> **Task instructions**
Reproduce every line of the data below without changing anything.
━━━━━━━━━━━━━━━━━━━━━━━━━━━━━━
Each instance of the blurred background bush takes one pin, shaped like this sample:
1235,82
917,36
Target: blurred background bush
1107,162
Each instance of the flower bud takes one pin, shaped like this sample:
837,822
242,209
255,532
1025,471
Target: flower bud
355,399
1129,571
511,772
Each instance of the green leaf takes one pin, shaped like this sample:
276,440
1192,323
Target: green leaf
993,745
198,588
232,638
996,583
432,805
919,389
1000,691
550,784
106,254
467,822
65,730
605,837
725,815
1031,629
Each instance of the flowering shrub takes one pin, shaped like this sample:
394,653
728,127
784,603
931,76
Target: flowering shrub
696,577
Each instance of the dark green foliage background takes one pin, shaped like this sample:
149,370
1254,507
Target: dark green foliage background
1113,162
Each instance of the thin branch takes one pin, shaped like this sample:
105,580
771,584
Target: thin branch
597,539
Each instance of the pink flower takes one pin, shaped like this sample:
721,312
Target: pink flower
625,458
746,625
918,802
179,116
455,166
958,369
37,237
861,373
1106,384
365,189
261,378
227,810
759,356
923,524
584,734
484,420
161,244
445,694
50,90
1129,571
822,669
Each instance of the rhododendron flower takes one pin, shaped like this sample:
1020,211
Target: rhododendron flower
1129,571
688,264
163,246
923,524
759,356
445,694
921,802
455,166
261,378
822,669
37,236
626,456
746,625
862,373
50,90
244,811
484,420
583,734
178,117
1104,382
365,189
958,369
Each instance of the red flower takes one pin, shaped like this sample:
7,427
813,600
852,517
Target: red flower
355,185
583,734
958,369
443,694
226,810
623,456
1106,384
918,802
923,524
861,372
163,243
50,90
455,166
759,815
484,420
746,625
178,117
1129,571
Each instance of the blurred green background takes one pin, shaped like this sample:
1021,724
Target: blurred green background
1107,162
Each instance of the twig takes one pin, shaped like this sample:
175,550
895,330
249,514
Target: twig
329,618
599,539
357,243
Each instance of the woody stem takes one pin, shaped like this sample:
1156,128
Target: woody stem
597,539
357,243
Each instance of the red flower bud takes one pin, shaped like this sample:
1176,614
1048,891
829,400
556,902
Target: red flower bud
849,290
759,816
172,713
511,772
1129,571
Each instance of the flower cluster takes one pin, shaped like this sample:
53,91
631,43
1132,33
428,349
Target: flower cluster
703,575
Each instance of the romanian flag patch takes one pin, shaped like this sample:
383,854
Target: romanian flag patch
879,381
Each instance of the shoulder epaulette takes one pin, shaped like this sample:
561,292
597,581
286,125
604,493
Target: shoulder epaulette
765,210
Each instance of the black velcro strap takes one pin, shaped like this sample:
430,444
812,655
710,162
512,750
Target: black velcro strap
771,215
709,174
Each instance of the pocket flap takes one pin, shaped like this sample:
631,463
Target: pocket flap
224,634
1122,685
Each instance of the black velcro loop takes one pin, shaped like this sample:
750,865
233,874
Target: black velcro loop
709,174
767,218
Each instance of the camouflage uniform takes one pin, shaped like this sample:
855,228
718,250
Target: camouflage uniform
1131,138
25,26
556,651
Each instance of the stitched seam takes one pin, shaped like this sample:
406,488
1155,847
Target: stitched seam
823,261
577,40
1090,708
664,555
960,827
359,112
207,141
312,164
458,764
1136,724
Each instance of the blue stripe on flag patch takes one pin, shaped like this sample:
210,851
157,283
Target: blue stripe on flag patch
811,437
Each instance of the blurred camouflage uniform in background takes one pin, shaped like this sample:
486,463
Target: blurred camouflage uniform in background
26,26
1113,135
━━━━━━━━━━━━━━━━━━━━━━━━━━━━━━
> **Answer to the task**
Each instance of the blurred background bush takes one pin, shaped like this sample:
1235,82
917,36
Target: blurred background bush
1107,162
Each instance of the flower bud takes one pin, shaped like this sample:
837,822
242,209
255,532
1025,471
Target: flower bud
355,399
1129,571
511,772
Each instance of the green leaf takes one pin, shaped like this sample:
276,440
1192,323
Target: green leaf
993,745
198,588
232,638
996,583
432,805
919,389
1000,691
550,784
106,254
467,822
65,730
605,837
725,815
1031,629
Each instance of the flowering shrub takes one pin, shaped like this sample:
394,653
728,127
784,603
931,76
Target: flowering shrub
696,577
Each instance of the dark green foliage background takes one pin, shaped like this sample:
149,370
1254,507
Target: dark green foliage background
1113,162
Each instance of the thin branch takes one pin, shaped like this sample:
105,580
771,584
Target: thin branch
597,539
Each instance of the pink flower takes one pin, shaped like this sample:
721,312
Target: pink flower
625,458
746,625
918,802
179,116
455,166
958,369
37,237
861,373
1106,384
365,189
261,378
227,810
759,356
923,524
584,734
484,420
161,244
445,694
50,90
1129,571
822,669
Each instance of the rhododendron flower takes one pin, shaped like this sample:
1020,211
Target: rhododendron flower
1129,571
688,264
163,246
923,524
759,356
445,694
921,802
455,166
261,378
822,669
37,236
626,456
746,625
862,373
50,90
244,811
484,420
583,734
178,117
1104,382
365,189
958,369
Each instance of the red flower takes one pin, shaped like this sample:
7,427
813,600
852,517
Target: red flower
355,185
583,734
958,369
443,694
226,810
623,456
1106,384
918,802
923,524
861,372
163,243
50,90
455,166
759,815
484,420
746,625
178,117
1129,571
Each instance of the blurred green background takes one pin, shaped like this sample:
1021,724
Target: blurred green background
1107,162
Each instance of the twig takes one pin, shaped like this sample:
175,550
895,330
249,514
Target: twig
329,618
599,539
357,243
Each instance of the woody stem takes one pin, shaped like this sample:
1156,128
Target: woody stem
597,539
357,243
Each instance of the red flower bud takes one pin, shaped like this sample:
1176,614
1048,891
829,400
556,902
Target: red flower bud
849,290
759,816
172,713
511,772
1129,571
Each instance of the flower cluster takes one pin, shaped like this sample:
53,91
631,43
1132,33
428,349
Target: flower cluster
703,575
Each instance of the romanian flag patch takes one pin, shaped like this sample:
383,854
Target: romanian flag patch
879,381
Each instance of the shoulder epaulette takes one pin, shaped like this sample:
561,292
597,581
286,125
604,493
Target: shoulder epaulette
765,210
Each instance of the black velcro strap takes one pin, shaped like this sample:
430,444
812,655
710,162
512,750
Target: black velcro strap
771,215
709,174
Each instance of the pocket flap takes one pin, shaped like this sample:
631,463
Target: pocket flap
224,634
1122,685
Each instance of the black velcro loop takes one pin, shaped like this sample:
750,865
233,874
Target: black velcro loop
709,174
767,218
Each instance of the camouflage uniform takes one pin, shaped like this sample:
855,228
718,250
Target: camouflage uniform
1131,138
25,26
556,651
Each instance of the stitched seam takes one pin, shaped like this sample:
406,488
1155,847
Target: stitched seam
823,261
577,40
1090,708
664,555
960,827
359,112
207,141
312,164
458,764
1136,724
Each instance of the blue stripe on flag patch takes one pin, shaped like this sample:
210,851
157,283
Target: blue stripe on flag patch
811,437
Each instance of the blurred camouflage uniform in background takes one pin, shaped like this sample:
486,463
Target: blurred camouflage uniform in background
26,26
1113,135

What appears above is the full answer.